Given entries:
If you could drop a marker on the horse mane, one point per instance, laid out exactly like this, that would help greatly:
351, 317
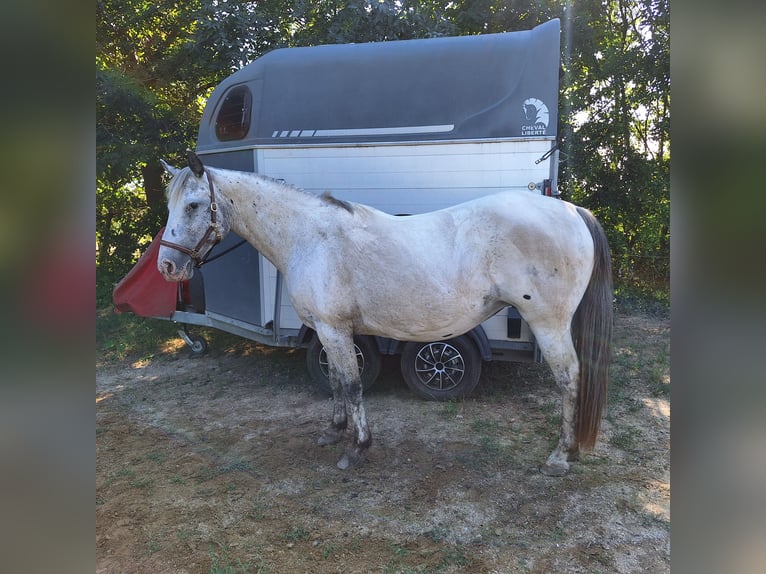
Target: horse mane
177, 183
179, 180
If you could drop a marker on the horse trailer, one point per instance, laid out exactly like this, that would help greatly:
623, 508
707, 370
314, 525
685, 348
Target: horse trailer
403, 126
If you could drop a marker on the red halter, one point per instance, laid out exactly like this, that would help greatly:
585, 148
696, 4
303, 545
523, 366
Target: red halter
213, 229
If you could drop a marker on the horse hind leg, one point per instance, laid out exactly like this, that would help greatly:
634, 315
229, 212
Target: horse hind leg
559, 352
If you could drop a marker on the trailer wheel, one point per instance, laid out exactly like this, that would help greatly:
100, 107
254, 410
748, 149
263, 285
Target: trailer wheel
367, 357
442, 370
198, 345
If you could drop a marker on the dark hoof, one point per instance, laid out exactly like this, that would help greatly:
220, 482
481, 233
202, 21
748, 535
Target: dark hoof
330, 436
349, 460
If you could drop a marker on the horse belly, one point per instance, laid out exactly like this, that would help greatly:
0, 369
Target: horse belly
423, 316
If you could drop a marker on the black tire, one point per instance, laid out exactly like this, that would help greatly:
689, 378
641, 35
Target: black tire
198, 346
367, 357
442, 370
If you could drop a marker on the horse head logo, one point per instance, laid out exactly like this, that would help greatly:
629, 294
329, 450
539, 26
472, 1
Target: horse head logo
536, 111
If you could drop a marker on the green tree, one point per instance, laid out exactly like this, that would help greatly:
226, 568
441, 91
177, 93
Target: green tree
158, 61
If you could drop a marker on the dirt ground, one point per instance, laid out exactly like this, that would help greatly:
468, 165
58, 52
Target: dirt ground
210, 465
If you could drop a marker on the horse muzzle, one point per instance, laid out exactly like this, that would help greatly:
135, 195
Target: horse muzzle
173, 270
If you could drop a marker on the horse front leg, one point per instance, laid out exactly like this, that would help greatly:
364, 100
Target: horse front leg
559, 353
334, 433
347, 394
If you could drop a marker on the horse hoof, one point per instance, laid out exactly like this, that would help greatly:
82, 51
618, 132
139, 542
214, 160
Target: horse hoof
556, 469
349, 460
330, 436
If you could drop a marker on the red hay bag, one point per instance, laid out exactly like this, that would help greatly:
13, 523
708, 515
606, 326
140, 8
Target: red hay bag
144, 291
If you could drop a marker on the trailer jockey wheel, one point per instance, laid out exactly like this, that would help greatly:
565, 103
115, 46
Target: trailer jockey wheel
442, 370
367, 357
198, 345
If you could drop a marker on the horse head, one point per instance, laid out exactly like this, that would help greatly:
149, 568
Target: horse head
196, 222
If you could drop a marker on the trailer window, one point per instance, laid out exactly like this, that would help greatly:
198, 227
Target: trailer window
233, 120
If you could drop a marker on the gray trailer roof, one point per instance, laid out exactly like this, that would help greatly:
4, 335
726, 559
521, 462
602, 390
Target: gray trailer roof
467, 87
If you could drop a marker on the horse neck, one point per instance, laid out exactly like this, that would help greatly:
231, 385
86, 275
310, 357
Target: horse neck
269, 214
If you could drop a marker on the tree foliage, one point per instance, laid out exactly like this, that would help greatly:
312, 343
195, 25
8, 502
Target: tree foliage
156, 63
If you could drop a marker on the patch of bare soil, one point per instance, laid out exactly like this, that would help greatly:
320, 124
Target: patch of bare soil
210, 465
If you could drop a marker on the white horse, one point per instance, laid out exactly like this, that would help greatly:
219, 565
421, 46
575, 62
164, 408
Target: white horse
350, 269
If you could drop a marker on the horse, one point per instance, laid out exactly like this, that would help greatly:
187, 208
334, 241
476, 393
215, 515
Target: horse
351, 269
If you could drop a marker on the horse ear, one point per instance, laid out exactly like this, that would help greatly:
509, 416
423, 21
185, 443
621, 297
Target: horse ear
195, 163
169, 168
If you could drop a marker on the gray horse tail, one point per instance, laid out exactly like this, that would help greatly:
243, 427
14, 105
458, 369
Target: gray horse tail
592, 335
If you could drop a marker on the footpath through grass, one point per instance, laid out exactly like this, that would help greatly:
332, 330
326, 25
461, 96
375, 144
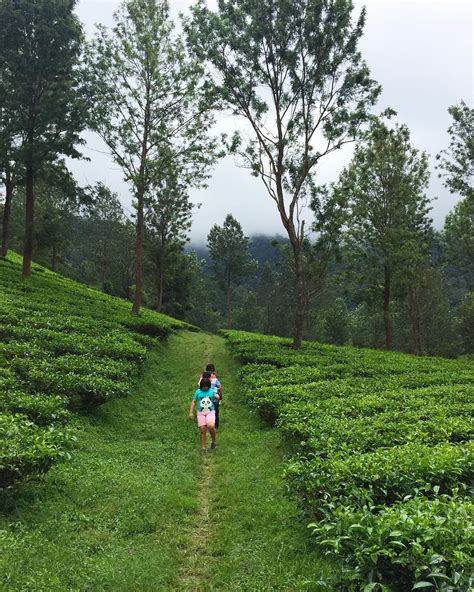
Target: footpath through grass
139, 509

Exercise directions:
Retype the records from the line with "If you could drop a marker on the white" up to and including their final line, and leave the pictures out of your answer.

The reply:
If you could drop a marker on the white horse, one point per instance, laid out exactly like this, that would help greatly:
219, 565
421, 46
575, 62
164, 408
Target: white horse
350, 269
If you could drop a marker on the horse, one point per instance, laid out exactly like this, that would help greatly:
187, 208
334, 241
476, 393
215, 515
Target: horse
351, 269
If you could drop a marker on the horse ear, one point per instance, laid out exactly like this, that would help greatly:
509, 416
423, 21
185, 443
621, 297
Target: horse ear
195, 163
169, 168
If you could drop a marker on the gray horse tail, one point per instance, laid out exactly like this, that would help greatly:
243, 427
14, 105
458, 369
Target: gray horse tail
592, 335
If you could drop a marker on the footpath through grass, one point per instance, laid out exactly like this, that would help greatly:
332, 330
326, 25
461, 96
375, 144
Target: footpath through grass
139, 509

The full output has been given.